[Stored data entries]

========================================================================

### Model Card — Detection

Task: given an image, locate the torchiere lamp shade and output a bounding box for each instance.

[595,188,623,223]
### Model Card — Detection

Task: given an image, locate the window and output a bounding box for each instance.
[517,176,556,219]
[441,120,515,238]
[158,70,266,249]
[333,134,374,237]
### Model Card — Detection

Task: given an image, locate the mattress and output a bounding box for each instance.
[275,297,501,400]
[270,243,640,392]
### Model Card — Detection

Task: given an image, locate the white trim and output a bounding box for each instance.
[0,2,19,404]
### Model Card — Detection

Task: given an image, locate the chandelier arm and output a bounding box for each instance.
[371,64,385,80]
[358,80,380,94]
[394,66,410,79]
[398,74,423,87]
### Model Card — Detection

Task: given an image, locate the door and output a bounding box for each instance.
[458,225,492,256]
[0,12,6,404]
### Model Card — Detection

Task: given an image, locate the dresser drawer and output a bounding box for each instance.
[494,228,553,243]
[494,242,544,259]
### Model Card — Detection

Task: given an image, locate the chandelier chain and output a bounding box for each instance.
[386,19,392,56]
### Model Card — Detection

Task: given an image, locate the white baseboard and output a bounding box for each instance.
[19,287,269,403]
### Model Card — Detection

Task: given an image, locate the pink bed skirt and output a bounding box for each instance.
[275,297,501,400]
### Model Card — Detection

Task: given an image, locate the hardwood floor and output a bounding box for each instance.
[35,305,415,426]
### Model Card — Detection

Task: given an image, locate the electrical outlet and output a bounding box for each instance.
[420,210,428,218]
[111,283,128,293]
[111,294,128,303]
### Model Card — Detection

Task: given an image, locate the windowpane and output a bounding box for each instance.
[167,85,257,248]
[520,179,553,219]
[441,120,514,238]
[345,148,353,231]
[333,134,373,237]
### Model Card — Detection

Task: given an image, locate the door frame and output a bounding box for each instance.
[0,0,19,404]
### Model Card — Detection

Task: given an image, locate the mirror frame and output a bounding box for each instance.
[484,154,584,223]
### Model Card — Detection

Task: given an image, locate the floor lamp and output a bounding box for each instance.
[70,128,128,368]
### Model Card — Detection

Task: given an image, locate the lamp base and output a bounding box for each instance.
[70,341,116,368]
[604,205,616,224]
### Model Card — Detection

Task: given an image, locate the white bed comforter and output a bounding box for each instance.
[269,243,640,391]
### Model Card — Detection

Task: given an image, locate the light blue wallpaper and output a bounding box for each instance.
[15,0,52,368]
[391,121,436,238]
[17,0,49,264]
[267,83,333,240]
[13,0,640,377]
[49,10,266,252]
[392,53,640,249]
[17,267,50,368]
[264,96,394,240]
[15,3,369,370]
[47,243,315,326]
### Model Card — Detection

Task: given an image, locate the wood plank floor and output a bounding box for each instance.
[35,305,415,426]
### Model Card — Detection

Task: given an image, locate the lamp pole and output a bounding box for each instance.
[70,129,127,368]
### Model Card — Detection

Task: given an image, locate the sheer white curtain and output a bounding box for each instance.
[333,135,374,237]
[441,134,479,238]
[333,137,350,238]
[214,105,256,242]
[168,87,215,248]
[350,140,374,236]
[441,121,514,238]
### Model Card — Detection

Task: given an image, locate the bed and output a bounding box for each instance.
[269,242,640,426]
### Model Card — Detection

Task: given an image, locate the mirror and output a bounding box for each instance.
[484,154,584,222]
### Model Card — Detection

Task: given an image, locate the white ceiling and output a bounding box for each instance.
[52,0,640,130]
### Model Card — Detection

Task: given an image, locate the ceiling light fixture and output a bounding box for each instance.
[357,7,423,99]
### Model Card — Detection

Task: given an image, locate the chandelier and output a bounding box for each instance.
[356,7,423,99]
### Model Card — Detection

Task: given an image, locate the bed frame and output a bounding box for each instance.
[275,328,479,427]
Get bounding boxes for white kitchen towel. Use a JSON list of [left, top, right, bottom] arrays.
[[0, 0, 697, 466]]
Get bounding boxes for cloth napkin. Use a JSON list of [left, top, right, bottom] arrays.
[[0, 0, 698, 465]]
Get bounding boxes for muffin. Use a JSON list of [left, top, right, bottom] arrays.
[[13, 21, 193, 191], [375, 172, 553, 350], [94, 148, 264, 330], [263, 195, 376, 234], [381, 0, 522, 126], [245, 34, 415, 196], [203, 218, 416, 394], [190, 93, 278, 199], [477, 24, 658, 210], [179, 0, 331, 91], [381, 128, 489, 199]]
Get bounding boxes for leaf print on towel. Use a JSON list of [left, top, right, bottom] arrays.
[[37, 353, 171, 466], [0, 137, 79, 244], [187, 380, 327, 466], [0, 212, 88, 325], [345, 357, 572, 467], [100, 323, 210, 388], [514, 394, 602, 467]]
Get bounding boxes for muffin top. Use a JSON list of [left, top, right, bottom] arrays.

========================================================================

#### [Exercise]
Exactly as they appear above, give the entries again.

#### [Answer to this problem]
### Model Card — Detection

Task: given an image, locate the torchiere lamp shade and output a bounding box for each instance.

[595,188,623,223]
### Model Card — Detection

Task: given an image, locate the window and output a bounding box for each instance.
[517,176,556,219]
[441,120,515,238]
[158,70,266,249]
[333,134,374,237]
### Model Card — Detection

Task: given an image, locate the mattress and output a bounding box for each instance.
[275,297,501,400]
[270,243,640,392]
### Model Card — Detection

Task: given an image, locate the white trim and output a bounding box for each instance.
[0,2,19,404]
### Model Card — Detection

Task: given an image, locate the chandelier arm and output a bounding box for each instance.
[371,64,385,80]
[358,80,380,94]
[394,66,410,79]
[398,74,423,87]
### Model Card — Detection

Task: given an image, locate the door and output a bounding box for each instance.
[458,225,492,256]
[0,12,6,404]
### Model Card — Detection

Task: given an image, locate the dresser drawer and output a bounding box for each instance.
[494,228,553,243]
[494,242,544,259]
### Model Card — Detection

Task: given an image, locate the chandelier chain and output a bounding box for each instance.
[386,19,392,56]
### Model Card — Detection

Task: given an image, locate the white baseboard and output a bounding box for each instance.
[19,287,269,403]
### Model Card — Detection

Task: given an image, locate the pink bed skirt and output a bounding box for each instance.
[275,297,501,400]
### Model Card — Detection

Task: given an image, locate the hardwood floor and output a bounding box for each instance.
[35,305,415,426]
### Model Card — Detection

Task: given an image, locate the electrical outlet and output a bounding box for each instance.
[420,210,428,218]
[111,283,128,293]
[111,294,128,303]
### Model Card — Detection

Task: given an image, locate the windowpane and output a bounding box for each instance.
[167,85,257,248]
[520,179,553,219]
[441,120,514,238]
[345,148,353,231]
[333,134,373,237]
### Model Card — Detection

Task: given an image, locate the door frame and output a bounding box for each instance.
[0,0,19,404]
### Model Card — Detection

Task: given an image, locate the mirror frame and output a bounding box for each instance.
[484,154,584,223]
### Model Card — Detection

Task: given an image, locate the floor lamp and output a bounding box for each instance.
[70,128,128,368]
### Model Card — Detection

Task: given an image, locate the lamp base and output a bounding box for each instance.
[70,341,116,368]
[604,205,616,224]
### Model Card — Detection

Task: given an image, locate the white bed comforter and output a bounding box for each instance.
[269,243,640,391]
### Model Card — Detection

Task: given an image, locate the light blue wallpaper and output a bounding box for each instance.
[15,0,52,368]
[391,121,436,238]
[17,0,49,264]
[267,83,333,240]
[13,0,640,377]
[49,10,266,252]
[392,53,640,249]
[17,267,50,368]
[264,96,394,240]
[15,3,369,370]
[47,243,315,326]
### Model Card — Detection

Task: given an image, locate the wood plank floor and output a bounding box for each instance.
[35,305,415,426]
### Model Card — Detection

Task: given an image, locate the lamp pole and output a bounding box for each instance.
[70,129,127,368]
### Model Card — Detection

Task: given an image, locate the sheer white curtain and output a bounding box for each instance.
[333,135,374,237]
[441,134,479,238]
[333,137,350,238]
[214,105,256,242]
[168,87,215,248]
[350,140,374,236]
[441,121,514,238]
### Model Card — Detection

Task: given an image, locate the bed and output a bounding box for each instance.
[269,242,640,426]
### Model Card — Detection

Task: given an image, locate the mirror and output a bounding box for each instance.
[484,154,584,222]
### Model Card — Detection

Task: given an image, locate the white ceiling and output a bounding box for each instance.
[52,0,640,130]
### Model Card — Detection

Task: given an image, locate the ceiling light fixture and output a bounding box for each instance.
[357,7,423,99]
### Model Card — Detection

Task: given an image, locate the chandelier and output a bounding box for each instance.
[356,7,423,99]
### Model Card — Detection

Task: given an image, locate the bed frame and output a bounding box for each instance.
[275,328,479,427]
Get bounding boxes for white kitchen towel. Use a JSON list of [left, top, right, bottom] arrays.
[[0, 0, 697, 466]]
Get bounding boxes for cloth napkin. Use a JSON list of [left, top, right, bottom] arrays.
[[0, 0, 698, 465]]
Get bounding boxes for muffin. Use a JSON list of [left, top, right, bottom] arrays.
[[13, 21, 193, 191], [375, 172, 553, 350], [94, 148, 264, 330], [263, 195, 376, 234], [381, 0, 522, 126], [245, 34, 415, 196], [203, 218, 416, 394], [190, 93, 278, 199], [477, 24, 658, 210], [179, 0, 331, 91], [381, 128, 489, 199]]
Get bounding boxes for leaf print on towel. Use a JSON list of [left, top, right, bottom] arrays.
[[37, 353, 171, 466], [0, 137, 79, 244], [187, 380, 327, 466], [0, 212, 88, 325], [345, 357, 572, 467], [100, 323, 210, 388], [514, 394, 602, 467]]
Get bounding boxes for muffin top. Use a JSON list of [left, top, right, bottom] arrays.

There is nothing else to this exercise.